> [Task to carry out] Reproduce verbatim the passage of the article on concurrent power and endurance training below, starting at "With strength and" and ending at "the same time.".

> [Excerpt provided]
□ □ □

With strength and conditioning training, it’s not just about getting the workouts in, but also when and how you get the workouts in. Developing strength, power and fitness all at the same time are common objectives for team sport athletes. Strength and power facilitate explosive movements and speed on the field and promote increases in lean body mass. On the other hand, fitness facilitates stamina on the field, promotes faster recovery between training sessions and limits injury risk by thwarting fatigue. Unfortunately, fitness and power are opposing performance qualities that require different training methods and stimulate opposing adaptations. Many coaches understand this as the interference effect where strength and power gains can be limited when too much endurance training is performed around the same time.
A new study published ahead of print in the European Journal of Applied Physiology aimed to determine the effect of concurrent power and endurance training in young physically active female subjects. The subjects were split into a power training group and a power + endurance training group. Both groups performed identical lower body resistance-based workouts aimed at developing explosive power 3 times per week for 6 weeks. However, the power + endurance group performed low intensity running for 30 minutes (60-70% of maximum heart rate) approximately 10 minutes after the resistance training session. Before and after the 6-week training period, all subjects were tested for counter-movement jump, isometric leg press force and rate of force development, half squat 1RM, vastus lateralis fiber thickness and contraction velocity as well as exercise heart rate.
The results showed that countermovement jump height (+10.7%) and peak power (+12.9%) significantly increased for the power group, but not for the power + endurance group (+3.4% and 5.1%, respectively). Isometric force and half squat 1RM improved similarly in both groups. Muscle thickness and contraction velocity improved only in the power group. Exercise heart rate was reduced in the power + endurance group, but not in the power group. The authors conclude that endurance training following power-based workouts impairs muscle growth and limits improvements in power. Therefore, schedule permitting, coaches should plan conditioning work on separate days from power training, or at the very least later in the day.
Terzis, G., Spengos, K., Methenitis, S., Aagaard, P., Karandreas, N., & Bogdanis, G. (2016). Early phase interference between low-intensity running and power training in moderately trained females. European journal of applied physiology, 116(5), 1063-1073.

□ □ □

> [Records shown]
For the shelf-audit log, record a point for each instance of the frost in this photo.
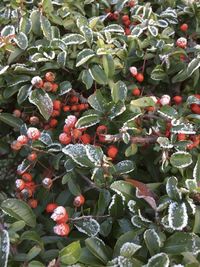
(132, 206)
(178, 217)
(89, 227)
(128, 249)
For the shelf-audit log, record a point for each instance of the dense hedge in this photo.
(100, 133)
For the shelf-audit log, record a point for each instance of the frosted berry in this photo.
(65, 139)
(136, 92)
(51, 207)
(33, 133)
(50, 76)
(79, 201)
(62, 229)
(112, 151)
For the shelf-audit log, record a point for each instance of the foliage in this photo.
(124, 172)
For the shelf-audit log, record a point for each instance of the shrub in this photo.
(99, 124)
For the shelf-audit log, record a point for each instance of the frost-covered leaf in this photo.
(71, 253)
(181, 159)
(152, 241)
(88, 121)
(128, 249)
(98, 74)
(5, 248)
(119, 91)
(116, 207)
(43, 102)
(124, 166)
(158, 260)
(196, 170)
(19, 210)
(46, 27)
(21, 40)
(83, 56)
(8, 30)
(78, 154)
(71, 39)
(97, 101)
(114, 28)
(172, 189)
(64, 87)
(89, 227)
(177, 216)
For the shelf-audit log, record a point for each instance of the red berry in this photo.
(62, 229)
(79, 201)
(139, 77)
(181, 137)
(33, 133)
(64, 139)
(195, 108)
(16, 145)
(50, 76)
(34, 120)
(51, 207)
(136, 92)
(33, 203)
(23, 139)
(184, 27)
(57, 104)
(32, 156)
(112, 151)
(20, 184)
(53, 123)
(125, 18)
(178, 99)
(47, 86)
(17, 113)
(27, 177)
(86, 139)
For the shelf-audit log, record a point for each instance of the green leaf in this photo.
(143, 102)
(98, 74)
(181, 159)
(71, 39)
(64, 87)
(89, 227)
(108, 65)
(158, 260)
(4, 248)
(119, 91)
(33, 236)
(86, 78)
(124, 166)
(23, 93)
(83, 56)
(98, 249)
(181, 242)
(177, 217)
(97, 101)
(21, 40)
(88, 121)
(172, 189)
(124, 188)
(43, 102)
(19, 210)
(158, 73)
(35, 20)
(116, 207)
(152, 241)
(192, 66)
(71, 253)
(11, 120)
(46, 27)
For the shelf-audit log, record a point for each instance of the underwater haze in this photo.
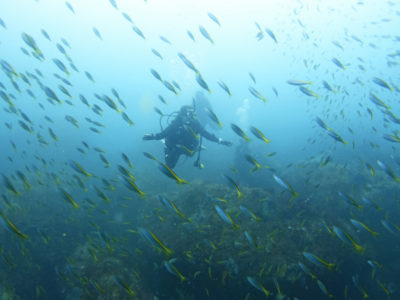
(191, 149)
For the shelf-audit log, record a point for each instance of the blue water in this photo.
(97, 250)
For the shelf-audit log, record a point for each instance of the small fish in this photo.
(127, 17)
(138, 31)
(336, 137)
(378, 101)
(388, 170)
(204, 32)
(298, 82)
(202, 83)
(126, 159)
(25, 126)
(176, 85)
(285, 185)
(155, 74)
(61, 66)
(322, 124)
(234, 185)
(382, 83)
(213, 18)
(347, 239)
(8, 68)
(187, 62)
(165, 40)
(328, 87)
(213, 116)
(338, 63)
(253, 161)
(258, 134)
(318, 261)
(271, 34)
(349, 200)
(31, 43)
(236, 129)
(249, 213)
(170, 87)
(362, 226)
(64, 90)
(127, 119)
(224, 216)
(391, 138)
(224, 87)
(89, 76)
(156, 53)
(190, 34)
(72, 120)
(161, 98)
(171, 174)
(110, 103)
(308, 92)
(258, 286)
(336, 43)
(257, 94)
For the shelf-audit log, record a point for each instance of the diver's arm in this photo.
(209, 136)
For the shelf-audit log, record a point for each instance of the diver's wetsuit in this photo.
(182, 137)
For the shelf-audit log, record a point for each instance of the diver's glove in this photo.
(225, 143)
(148, 137)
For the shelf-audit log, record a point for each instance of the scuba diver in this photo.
(182, 137)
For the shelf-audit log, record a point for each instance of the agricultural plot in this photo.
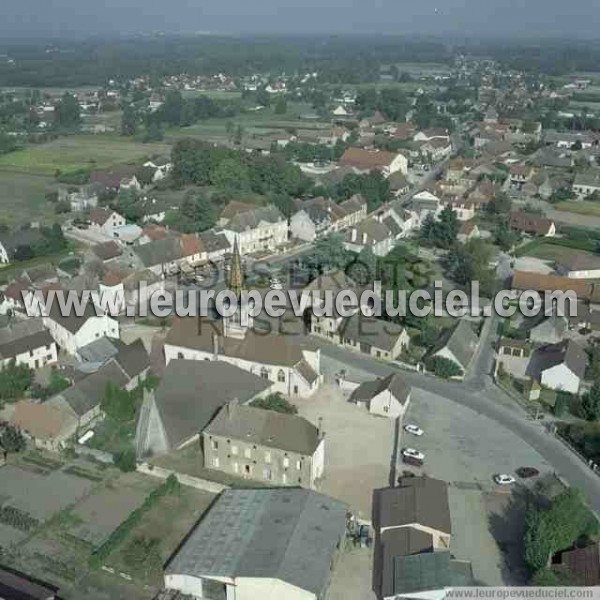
(98, 515)
(22, 197)
(39, 494)
(142, 554)
(78, 152)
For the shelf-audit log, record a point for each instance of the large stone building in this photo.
(265, 445)
(262, 544)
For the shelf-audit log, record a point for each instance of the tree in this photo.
(470, 262)
(280, 106)
(446, 228)
(11, 440)
(14, 380)
(125, 460)
(117, 403)
(328, 254)
(145, 175)
(443, 367)
(548, 531)
(128, 121)
(364, 268)
(67, 113)
(276, 402)
(590, 403)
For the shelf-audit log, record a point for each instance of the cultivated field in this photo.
(22, 197)
(580, 207)
(78, 152)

□ □ □

> [Task result]
With strength and conditioning training, it’s not just about getting the workouts in, but also when and how you get the workouts in. Developing strength, power and fitness all at the same time are common objectives for team sport athletes. Strength and power facilitate explosive movements and speed on the field and promote increases in lean body mass. On the other hand, fitness facilitates stamina on the field, promotes faster recovery between training sessions and limits injury risk by thwarting fatigue. Unfortunately, fitness and power are opposing performance qualities that require different training methods and stimulate opposing adaptations. Many coaches understand this as the interference effect where strength and power gains can be limited when too much endurance training is performed around the same time.